§ TO DO:
Copy exactly the lines of the records below, and only those lines, beginning with the line that contains "the large wooden house" and ending with the line that contains "TARGET = mulch bed".

(RECORD EXCERPTS Opens)

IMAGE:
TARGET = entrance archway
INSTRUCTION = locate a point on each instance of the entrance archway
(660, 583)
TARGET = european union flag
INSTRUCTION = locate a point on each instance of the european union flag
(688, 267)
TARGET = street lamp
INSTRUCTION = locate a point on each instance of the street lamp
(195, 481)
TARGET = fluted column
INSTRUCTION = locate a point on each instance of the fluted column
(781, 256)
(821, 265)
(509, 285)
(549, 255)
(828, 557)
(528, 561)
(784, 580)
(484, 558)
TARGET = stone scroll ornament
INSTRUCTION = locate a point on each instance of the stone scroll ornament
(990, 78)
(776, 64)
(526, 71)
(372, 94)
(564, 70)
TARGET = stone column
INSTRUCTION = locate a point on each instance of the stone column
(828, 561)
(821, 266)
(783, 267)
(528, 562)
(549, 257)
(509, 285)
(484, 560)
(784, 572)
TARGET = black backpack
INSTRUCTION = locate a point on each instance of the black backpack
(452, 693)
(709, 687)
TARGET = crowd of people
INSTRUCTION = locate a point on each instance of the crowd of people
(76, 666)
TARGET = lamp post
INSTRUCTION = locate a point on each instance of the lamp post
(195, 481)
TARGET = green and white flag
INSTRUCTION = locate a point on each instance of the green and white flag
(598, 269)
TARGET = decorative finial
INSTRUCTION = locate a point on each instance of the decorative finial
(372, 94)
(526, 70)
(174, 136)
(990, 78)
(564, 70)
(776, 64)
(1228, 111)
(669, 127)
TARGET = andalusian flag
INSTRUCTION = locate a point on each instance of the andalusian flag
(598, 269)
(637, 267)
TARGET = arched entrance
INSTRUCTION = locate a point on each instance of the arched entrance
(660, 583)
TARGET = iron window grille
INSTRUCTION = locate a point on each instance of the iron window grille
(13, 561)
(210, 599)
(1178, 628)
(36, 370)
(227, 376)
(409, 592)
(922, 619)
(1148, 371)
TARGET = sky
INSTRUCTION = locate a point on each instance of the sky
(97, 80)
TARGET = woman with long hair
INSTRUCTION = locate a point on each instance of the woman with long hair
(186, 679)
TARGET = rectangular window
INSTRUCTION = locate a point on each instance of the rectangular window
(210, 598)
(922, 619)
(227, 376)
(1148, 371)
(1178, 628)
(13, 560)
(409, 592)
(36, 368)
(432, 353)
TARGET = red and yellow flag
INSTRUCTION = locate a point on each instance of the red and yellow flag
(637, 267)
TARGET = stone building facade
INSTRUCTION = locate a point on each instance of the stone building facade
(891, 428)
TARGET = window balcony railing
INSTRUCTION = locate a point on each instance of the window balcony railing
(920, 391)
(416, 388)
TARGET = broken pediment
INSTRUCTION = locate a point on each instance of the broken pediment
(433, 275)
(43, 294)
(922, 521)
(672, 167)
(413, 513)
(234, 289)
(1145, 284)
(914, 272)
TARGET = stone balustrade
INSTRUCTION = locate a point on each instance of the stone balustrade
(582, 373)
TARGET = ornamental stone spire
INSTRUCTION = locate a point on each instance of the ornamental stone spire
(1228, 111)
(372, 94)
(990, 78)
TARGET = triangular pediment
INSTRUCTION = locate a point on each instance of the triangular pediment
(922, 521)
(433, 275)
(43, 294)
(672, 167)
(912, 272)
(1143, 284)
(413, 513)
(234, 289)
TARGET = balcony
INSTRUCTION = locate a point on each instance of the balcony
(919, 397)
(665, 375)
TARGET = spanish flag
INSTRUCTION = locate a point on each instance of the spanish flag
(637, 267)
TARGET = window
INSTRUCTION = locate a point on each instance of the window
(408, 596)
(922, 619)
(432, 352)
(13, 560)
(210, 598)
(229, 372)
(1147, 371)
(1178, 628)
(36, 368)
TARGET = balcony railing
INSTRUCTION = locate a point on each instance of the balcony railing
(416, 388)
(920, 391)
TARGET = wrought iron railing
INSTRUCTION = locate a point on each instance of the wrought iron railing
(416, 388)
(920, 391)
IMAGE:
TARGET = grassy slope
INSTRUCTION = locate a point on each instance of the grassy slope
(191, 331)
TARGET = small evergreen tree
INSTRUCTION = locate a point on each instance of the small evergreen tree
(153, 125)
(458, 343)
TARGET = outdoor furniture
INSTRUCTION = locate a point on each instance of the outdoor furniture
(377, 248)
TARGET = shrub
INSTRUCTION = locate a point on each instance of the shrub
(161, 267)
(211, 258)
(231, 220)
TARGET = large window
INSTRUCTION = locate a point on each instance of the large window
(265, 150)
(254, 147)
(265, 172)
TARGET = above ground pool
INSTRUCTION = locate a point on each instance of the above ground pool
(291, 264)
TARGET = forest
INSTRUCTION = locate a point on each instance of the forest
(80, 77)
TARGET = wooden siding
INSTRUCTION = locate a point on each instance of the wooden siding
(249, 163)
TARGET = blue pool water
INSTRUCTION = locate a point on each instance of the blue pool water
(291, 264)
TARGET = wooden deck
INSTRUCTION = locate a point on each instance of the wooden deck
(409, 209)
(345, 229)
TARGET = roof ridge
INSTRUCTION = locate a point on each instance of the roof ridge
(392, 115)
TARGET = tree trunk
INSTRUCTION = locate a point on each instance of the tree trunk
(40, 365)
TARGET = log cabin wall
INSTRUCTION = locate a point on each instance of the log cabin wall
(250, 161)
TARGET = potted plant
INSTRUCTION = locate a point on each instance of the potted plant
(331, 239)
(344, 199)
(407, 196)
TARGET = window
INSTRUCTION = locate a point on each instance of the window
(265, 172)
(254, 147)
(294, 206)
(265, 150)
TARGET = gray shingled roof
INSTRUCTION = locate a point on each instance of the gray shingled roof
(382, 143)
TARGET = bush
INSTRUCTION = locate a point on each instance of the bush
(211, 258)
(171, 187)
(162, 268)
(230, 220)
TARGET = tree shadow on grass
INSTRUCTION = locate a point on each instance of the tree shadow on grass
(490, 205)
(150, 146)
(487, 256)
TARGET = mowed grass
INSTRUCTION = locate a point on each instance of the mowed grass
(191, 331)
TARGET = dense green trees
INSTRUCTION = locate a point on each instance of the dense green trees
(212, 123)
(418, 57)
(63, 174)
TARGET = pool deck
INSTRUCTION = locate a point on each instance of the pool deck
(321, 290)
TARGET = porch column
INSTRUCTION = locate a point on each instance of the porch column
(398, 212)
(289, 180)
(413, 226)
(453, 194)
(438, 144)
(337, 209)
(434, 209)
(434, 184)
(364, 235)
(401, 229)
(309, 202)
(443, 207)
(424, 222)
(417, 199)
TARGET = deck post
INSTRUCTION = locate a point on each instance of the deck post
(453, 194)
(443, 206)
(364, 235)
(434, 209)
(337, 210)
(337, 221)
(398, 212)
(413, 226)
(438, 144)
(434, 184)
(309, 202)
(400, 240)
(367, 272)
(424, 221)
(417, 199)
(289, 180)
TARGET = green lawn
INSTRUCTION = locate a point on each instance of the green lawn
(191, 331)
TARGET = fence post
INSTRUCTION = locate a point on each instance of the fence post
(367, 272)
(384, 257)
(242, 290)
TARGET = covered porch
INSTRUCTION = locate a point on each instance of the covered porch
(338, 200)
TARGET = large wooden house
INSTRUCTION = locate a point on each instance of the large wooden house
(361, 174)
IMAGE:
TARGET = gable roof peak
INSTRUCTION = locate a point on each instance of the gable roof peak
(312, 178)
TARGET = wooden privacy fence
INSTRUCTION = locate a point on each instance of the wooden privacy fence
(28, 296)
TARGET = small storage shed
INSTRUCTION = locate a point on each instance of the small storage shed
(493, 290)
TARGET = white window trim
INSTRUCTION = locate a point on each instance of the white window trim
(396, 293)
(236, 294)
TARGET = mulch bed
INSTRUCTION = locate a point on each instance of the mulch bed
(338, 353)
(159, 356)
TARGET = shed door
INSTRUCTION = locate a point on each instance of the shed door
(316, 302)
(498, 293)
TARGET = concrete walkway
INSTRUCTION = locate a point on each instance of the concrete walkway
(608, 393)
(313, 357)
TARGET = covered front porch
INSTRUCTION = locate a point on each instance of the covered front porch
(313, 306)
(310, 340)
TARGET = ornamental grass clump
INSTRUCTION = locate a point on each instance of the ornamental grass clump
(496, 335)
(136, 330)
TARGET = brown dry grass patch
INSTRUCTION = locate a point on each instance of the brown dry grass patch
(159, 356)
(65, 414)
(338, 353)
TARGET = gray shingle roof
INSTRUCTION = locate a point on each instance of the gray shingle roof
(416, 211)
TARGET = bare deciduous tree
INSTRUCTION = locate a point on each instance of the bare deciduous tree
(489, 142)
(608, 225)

(RECORD EXCERPTS Closes)

§ ANSWER FOR THE TASK:
INSTRUCTION = locate a point on each instance of the large wooden house
(361, 174)
IMAGE:
TARGET = gable roof peak
INSTRUCTION = locate a point on each instance of the gable roof peak
(312, 178)
TARGET = wooden privacy fence
INSTRUCTION = locate a point on each instance of the wooden privacy fence
(28, 296)
TARGET = small storage shed
INSTRUCTION = locate a point on each instance of the small storage shed
(493, 290)
TARGET = white window trim
INSTRUCTION = locate a point on each instance of the white window trim
(396, 293)
(236, 294)
TARGET = mulch bed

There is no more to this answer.